- **Goal of the exercise**:
From the listing below, pull out every line containing the string "positive", matching case exactly, and copy each one.
*** Opening Dataset entries ***
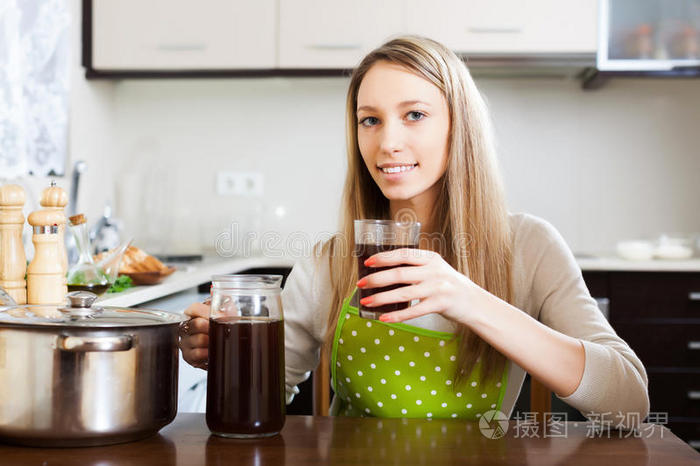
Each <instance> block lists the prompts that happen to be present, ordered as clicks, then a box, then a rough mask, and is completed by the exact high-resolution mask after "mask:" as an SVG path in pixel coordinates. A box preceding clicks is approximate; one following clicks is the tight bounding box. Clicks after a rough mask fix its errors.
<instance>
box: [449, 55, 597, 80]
mask: <svg viewBox="0 0 700 466" xmlns="http://www.w3.org/2000/svg"><path fill="white" fill-rule="evenodd" d="M461 56H462V59H463V60H464V62H465V63H466V64H467V66H468V67H469V71H470V72H471V74H472V75H473V76H475V77H497V78H538V77H542V78H552V77H555V78H577V77H581V76H582V75H583V74H584V73H585V70H586V69H589V68H591V67H594V66H595V64H596V54H594V53H515V54H468V55H461Z"/></svg>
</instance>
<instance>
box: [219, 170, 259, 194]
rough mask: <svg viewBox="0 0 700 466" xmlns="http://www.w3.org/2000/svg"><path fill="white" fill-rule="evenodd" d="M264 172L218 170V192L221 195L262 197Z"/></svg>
mask: <svg viewBox="0 0 700 466" xmlns="http://www.w3.org/2000/svg"><path fill="white" fill-rule="evenodd" d="M263 181H264V177H263V174H262V173H260V172H218V173H217V174H216V194H218V195H219V196H241V197H261V196H262V195H263V188H264V186H263Z"/></svg>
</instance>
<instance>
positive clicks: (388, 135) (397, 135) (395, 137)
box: [379, 124, 403, 154]
mask: <svg viewBox="0 0 700 466" xmlns="http://www.w3.org/2000/svg"><path fill="white" fill-rule="evenodd" d="M379 137H380V138H381V139H380V141H379V148H380V149H381V151H382V152H385V153H388V154H391V153H393V152H398V151H400V150H401V149H402V148H403V134H402V130H401V126H400V125H398V124H385V125H384V127H383V128H382V131H381V133H380V136H379Z"/></svg>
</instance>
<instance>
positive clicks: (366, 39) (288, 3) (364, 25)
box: [279, 0, 403, 68]
mask: <svg viewBox="0 0 700 466" xmlns="http://www.w3.org/2000/svg"><path fill="white" fill-rule="evenodd" d="M402 3H403V1H402V0H382V1H375V0H353V1H347V0H342V1H341V0H281V1H280V25H279V66H280V68H353V67H355V66H356V65H357V64H358V62H359V61H360V60H361V59H362V57H363V56H364V55H365V54H366V53H367V52H369V51H370V50H372V49H373V48H375V47H377V46H379V45H381V44H382V42H384V41H385V40H386V39H387V38H388V37H389V36H391V35H394V34H398V33H400V32H401V30H402Z"/></svg>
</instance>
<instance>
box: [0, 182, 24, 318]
mask: <svg viewBox="0 0 700 466" xmlns="http://www.w3.org/2000/svg"><path fill="white" fill-rule="evenodd" d="M24 199H25V197H24V189H23V188H22V187H21V186H18V185H16V184H6V185H5V186H2V187H0V287H2V288H4V289H5V291H7V293H8V294H9V295H10V296H11V297H12V299H14V300H15V302H17V304H26V303H27V282H26V280H25V279H24V275H25V273H26V272H27V256H26V255H25V254H24V245H23V244H22V228H23V227H24V215H23V214H22V207H24Z"/></svg>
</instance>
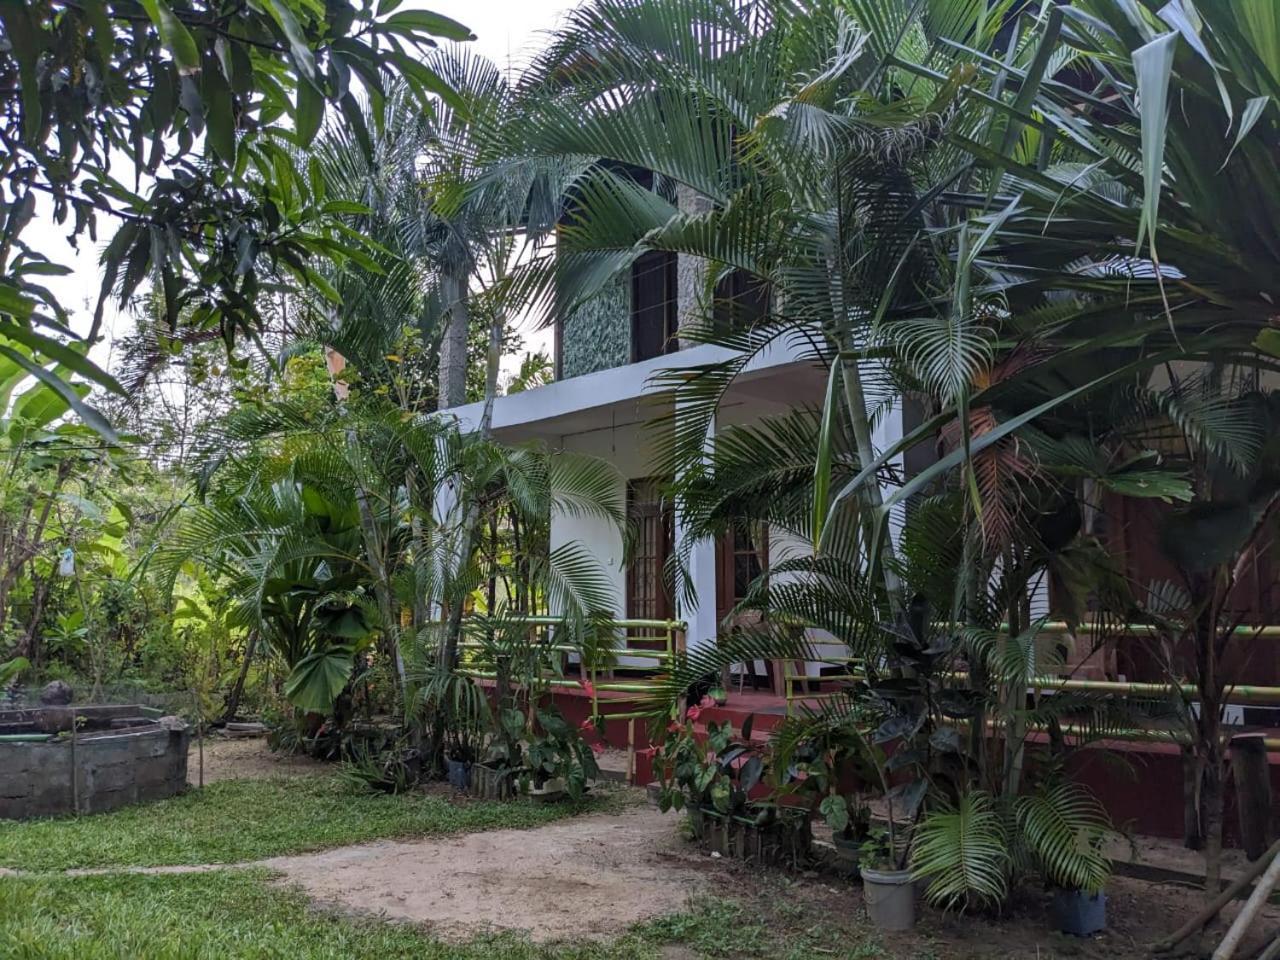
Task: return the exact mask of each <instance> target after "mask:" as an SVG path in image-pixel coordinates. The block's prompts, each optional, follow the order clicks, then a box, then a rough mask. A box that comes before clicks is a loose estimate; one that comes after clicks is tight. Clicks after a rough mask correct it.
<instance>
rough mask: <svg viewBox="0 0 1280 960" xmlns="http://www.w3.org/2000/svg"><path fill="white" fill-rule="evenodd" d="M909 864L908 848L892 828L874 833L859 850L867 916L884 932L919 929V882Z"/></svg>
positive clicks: (863, 892) (873, 922)
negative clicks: (918, 898) (916, 904)
mask: <svg viewBox="0 0 1280 960" xmlns="http://www.w3.org/2000/svg"><path fill="white" fill-rule="evenodd" d="M890 822H891V823H892V818H891V820H890ZM905 860H906V850H905V845H904V844H900V842H899V838H897V836H896V835H895V831H893V829H892V827H890V828H888V829H886V828H883V827H881V828H873V829H870V831H869V833H868V837H867V840H864V841H863V844H861V846H860V847H859V858H858V861H859V872H860V873H861V877H863V897H864V900H865V902H867V914H868V916H870V918H872V923H874V924H876V925H877V927H879V928H881V929H883V931H909V929H911V927H914V925H915V881H914V877H913V874H911V870H910V869H906V868H905V865H904V864H905Z"/></svg>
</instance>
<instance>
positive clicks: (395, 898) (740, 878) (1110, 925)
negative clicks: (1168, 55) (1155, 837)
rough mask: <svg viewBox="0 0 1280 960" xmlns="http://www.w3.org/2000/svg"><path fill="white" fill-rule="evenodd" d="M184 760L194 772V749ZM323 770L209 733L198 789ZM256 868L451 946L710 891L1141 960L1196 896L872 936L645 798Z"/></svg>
mask: <svg viewBox="0 0 1280 960" xmlns="http://www.w3.org/2000/svg"><path fill="white" fill-rule="evenodd" d="M189 769H191V774H189V776H191V778H192V780H195V777H196V769H197V768H196V756H195V750H193V753H192V758H191V767H189ZM332 769H333V767H332V765H329V764H321V763H317V762H315V760H311V759H308V758H305V756H284V758H282V756H278V755H275V754H271V753H270V751H269V750H268V748H266V742H265V741H264V740H261V739H257V740H209V741H206V742H205V781H206V782H211V781H215V780H221V778H228V777H294V776H311V774H316V773H320V774H323V773H326V772H330V771H332ZM442 790H443V787H442ZM456 799H457V800H458V801H460V803H465V801H466V800H465V799H463V797H456ZM1165 846H1167V845H1166V844H1165V842H1158V844H1151V845H1146V846H1143V847H1142V849H1140V850H1139V851H1138V856H1137V858H1135V859H1137V860H1138V861H1139V863H1148V864H1153V865H1155V864H1160V865H1166V867H1174V868H1178V867H1183V864H1181V863H1180V861H1179V863H1174V860H1178V858H1176V856H1167V854H1166V851H1165V850H1164V847H1165ZM1114 852H1116V854H1121V852H1123V851H1119V850H1117V851H1114ZM1192 856H1196V855H1192ZM1166 859H1167V860H1169V863H1165V860H1166ZM261 865H265V867H269V868H273V869H275V870H279V872H280V873H282V874H283V882H291V883H297V884H298V886H301V887H302V890H303V891H305V892H306V893H307V895H308V896H311V897H312V899H314V900H316V901H317V904H321V905H324V906H328V908H333V909H338V910H344V911H352V913H360V914H372V915H380V916H385V918H388V919H393V920H403V922H408V923H416V924H421V925H424V927H425V928H428V929H430V931H431V932H433V933H434V934H436V936H439V937H444V938H449V940H460V938H468V937H471V936H475V934H476V933H479V932H484V931H508V929H509V931H517V932H527V933H529V934H530V936H531V937H532V938H534V940H538V941H541V942H552V941H581V940H608V938H612V937H616V936H621V934H622V933H625V932H626V929H627V928H628V927H631V925H632V924H635V923H639V922H643V920H646V919H652V918H657V916H662V915H666V914H672V913H676V911H680V910H682V909H686V908H687V906H689V905H690V902H692V901H694V900H696V899H698V897H701V896H714V897H727V899H732V900H736V901H740V902H742V904H745V905H746V908H748V911H746V915H749V916H758V918H759V920H760V923H763V924H764V925H765V927H767V928H768V929H771V931H773V932H778V931H783V932H787V931H791V932H795V933H796V934H797V936H799V934H801V933H803V932H804V931H812V929H813V928H814V927H815V925H820V927H822V928H823V929H827V928H829V932H831V940H827V937H826V934H824V937H823V940H824V942H829V943H833V945H844V946H845V947H851V946H855V945H858V943H865V942H868V938H872V940H873V941H878V947H877V948H876V951H874V954H869V955H868V956H877V957H895V959H897V960H908V959H910V960H925V959H928V957H936V959H937V960H979V959H982V960H1014V957H1019V959H1020V957H1037V960H1052V959H1055V957H1078V959H1082V960H1102V959H1103V957H1134V959H1137V957H1149V954H1148V952H1147V943H1149V942H1152V941H1155V940H1158V938H1161V937H1164V936H1166V934H1167V933H1169V932H1170V931H1172V929H1174V928H1176V927H1179V925H1180V924H1181V923H1183V922H1184V920H1187V919H1188V918H1190V916H1192V915H1193V914H1194V913H1196V911H1197V910H1198V909H1199V906H1201V904H1202V893H1201V892H1199V891H1198V890H1192V888H1188V887H1183V886H1172V884H1161V883H1151V882H1147V881H1138V879H1130V878H1125V877H1116V878H1114V879H1112V881H1111V884H1110V886H1108V905H1107V919H1108V928H1107V931H1106V933H1103V934H1101V936H1098V937H1093V938H1088V940H1078V938H1074V937H1068V936H1064V934H1059V933H1053V932H1051V931H1048V923H1047V919H1046V906H1047V902H1048V893H1046V892H1044V891H1041V890H1038V888H1029V890H1021V891H1019V893H1018V896H1016V897H1015V901H1014V904H1012V905H1011V906H1010V909H1009V911H1007V913H1006V915H1004V916H998V918H997V916H986V915H980V914H977V915H975V914H966V915H957V914H942V913H940V911H937V910H932V909H929V908H927V906H924V905H923V904H922V908H920V923H919V925H918V928H916V929H915V931H914V932H911V933H910V934H876V933H874V932H873V931H872V929H870V925H869V923H868V920H867V916H865V913H864V910H863V901H861V891H860V887H858V886H856V884H854V883H851V882H849V881H846V879H842V878H840V877H836V876H832V874H818V873H810V874H804V876H799V877H797V876H794V874H785V873H782V872H777V870H760V869H756V868H753V867H749V865H745V864H741V863H736V861H731V860H727V859H716V858H710V856H708V855H707V854H705V852H704V851H701V850H700V849H698V847H696V846H694V845H691V844H689V842H686V841H685V840H682V838H681V836H680V829H678V819H677V818H676V817H673V815H663V814H659V813H658V812H657V810H654V809H653V808H652V806H649V805H648V804H637V805H634V806H631V808H628V809H626V810H625V812H622V813H611V814H598V815H593V817H582V818H576V819H571V820H564V822H562V823H554V824H550V826H547V827H541V828H538V829H527V831H494V832H486V833H474V835H467V836H460V837H445V838H429V840H420V841H401V842H397V841H383V842H376V844H365V845H360V846H351V847H342V849H337V850H329V851H324V852H319V854H306V855H301V856H288V858H278V859H273V860H268V861H265V863H264V864H261ZM1187 865H1188V867H1190V865H1192V864H1190V861H1188V864H1187ZM1230 865H1231V867H1235V865H1236V864H1234V863H1233V864H1230ZM1229 873H1234V870H1229ZM1238 909H1239V902H1238V904H1235V905H1231V906H1228V908H1226V910H1224V911H1222V916H1221V918H1220V919H1219V920H1217V923H1216V924H1215V925H1212V927H1211V928H1210V933H1208V936H1207V937H1206V938H1204V941H1203V943H1198V942H1197V941H1196V938H1192V940H1190V941H1189V942H1188V945H1187V948H1185V950H1184V954H1183V956H1196V955H1201V956H1203V955H1207V954H1208V952H1211V951H1212V947H1213V945H1215V943H1216V941H1217V940H1219V938H1220V937H1221V934H1222V931H1224V929H1225V928H1226V924H1229V923H1230V920H1231V918H1234V915H1235V911H1236V910H1238ZM1256 927H1257V929H1256V931H1251V933H1249V937H1248V938H1247V941H1245V943H1244V945H1243V946H1242V948H1240V950H1239V951H1238V956H1239V957H1249V956H1252V955H1253V954H1254V952H1257V951H1258V950H1260V947H1261V945H1262V942H1263V938H1265V937H1266V936H1267V932H1271V936H1274V932H1275V931H1276V929H1277V928H1280V908H1277V906H1275V905H1268V906H1267V908H1266V910H1265V911H1263V918H1262V920H1261V923H1258V924H1256ZM1197 950H1199V951H1201V952H1199V954H1197ZM836 952H837V954H838V952H841V951H840V950H837V951H836ZM671 955H672V956H673V957H677V956H678V957H681V960H684V957H690V959H691V957H694V956H698V954H696V952H687V951H685V950H684V948H682V947H672V948H671Z"/></svg>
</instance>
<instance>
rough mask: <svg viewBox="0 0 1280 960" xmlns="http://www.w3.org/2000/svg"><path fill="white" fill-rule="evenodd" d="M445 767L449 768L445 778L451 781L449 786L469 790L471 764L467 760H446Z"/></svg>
mask: <svg viewBox="0 0 1280 960" xmlns="http://www.w3.org/2000/svg"><path fill="white" fill-rule="evenodd" d="M444 765H445V768H447V772H445V777H447V778H448V781H449V786H453V787H457V788H458V790H467V788H470V787H471V764H470V763H468V762H467V760H453V759H449V760H445V762H444Z"/></svg>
*** Closing Dataset entries ***
- **Response to this task**:
positive clicks: (388, 135) (397, 135) (395, 137)
positive clicks: (366, 39) (288, 3) (364, 25)
positive clicks: (863, 892) (873, 922)
positive clicks: (395, 898) (740, 878) (1110, 925)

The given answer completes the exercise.